REQUIRED ACTION 1 |
In the article on the O'Neill revival, which actor plays Jamie?
REQUIRED ACTION 2 |
Return, word for word, the stretch of the article on the O'Neill revival from "He credits Ms." through "addiction has returned.".
TEXT UNDER STUDY Block Start
Falls says he enjoys seeing the way audiences have caught up with O'Neill's "raucous, black Irish comic sense."
"We think of him as the gloomiest of writers, but there's a great richness of humor in the writing. He can be terribly funny, with that bleak comedy deliberately interwoven to relieve the tension."
One major aspect of the play's revival that has created excitement is the casting. To play the tortured Tyrone family, Falls has assembled Brian Dennehy and Vanessa Redgrave as the parents, Philip Seymour Hoffman as the bitter Jamie, and Robert Sean Leonard as Edmund, the playwright's alter ego.
"Rarely have I seen four actors so well-suited to their roles. They're all great theater actors, capable of carrying any film, television, or theater production on their own, but they've also distinguished themselves by knowing how to step back into an ensemble," Falls says. "Another feature, which was deliberate on my part: They physically resembled each other in the way O'Neill intended."
For Brian Dennehy, portraying the Tyrone patriarch "is a dream come true," he says. In 1999, Mr. Dennehy won a Tony for his performance as Willie Loman in Miller's "Death of a Salesman," also helmed by Falls.
"It's remarkable. Willie Loman was someone who never did achieve the American dream, but never stopped believing in it," says Dennehy. "James Tyrone did achieve it, but he gave up on that dream."
Dennehy is bringing out a side of James Tyrone that rarely receives attention. "There is a real, romantic love between James and Mary," he says. "It's a very important part of that relationship, because even when the physical side of a relationship has long since faded, that original feeling, that romantic feeling, that's still there."
He credits Ms. Redgrave with generating the memory of what James fell in love with. That connection between Dennehy and Redgrave informs the disappointment and fuels the rage that erupts when James learns his wife's addiction has returned.
"O'Neill was a student of Freud," Dennehy notes, "and he was well aware of the influence a strong, nurturing mother would, or should, have and, in contrast, what it means for someone not to have that."
Dennehy says that may have subconsciously driven the playwright to mine his personal feelings tied to his own real-life story, the basis for much of the play's plot. O'Neill, born in 1888 and raised in Connecticut, suffered from tuberculosis and was cured. His mother was addicted to morphine, but in the last years of her life she overcame the addiction. Other aspects of the play, from his older brother's debauchery to his own adventures at sea, were drawn from his early years.
TEXT UNDER STUDY Block End
DATA BLOCK Block Start
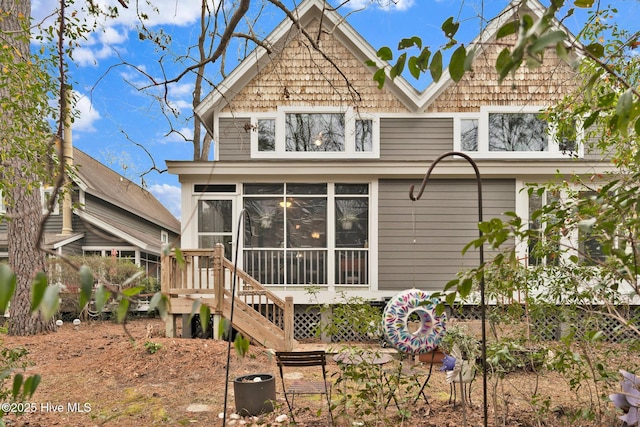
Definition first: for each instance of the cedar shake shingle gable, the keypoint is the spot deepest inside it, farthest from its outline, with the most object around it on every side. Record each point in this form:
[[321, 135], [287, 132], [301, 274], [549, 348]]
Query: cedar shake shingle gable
DATA BLOCK Block End
ANSWER AREA 1 |
Philip Seymour Hoffman

ANSWER AREA 2 |
He credits Ms. Redgrave with generating the memory of what James fell in love with. That connection between Dennehy and Redgrave informs the disappointment and fuels the rage that erupts when James learns his wife's addiction has returned.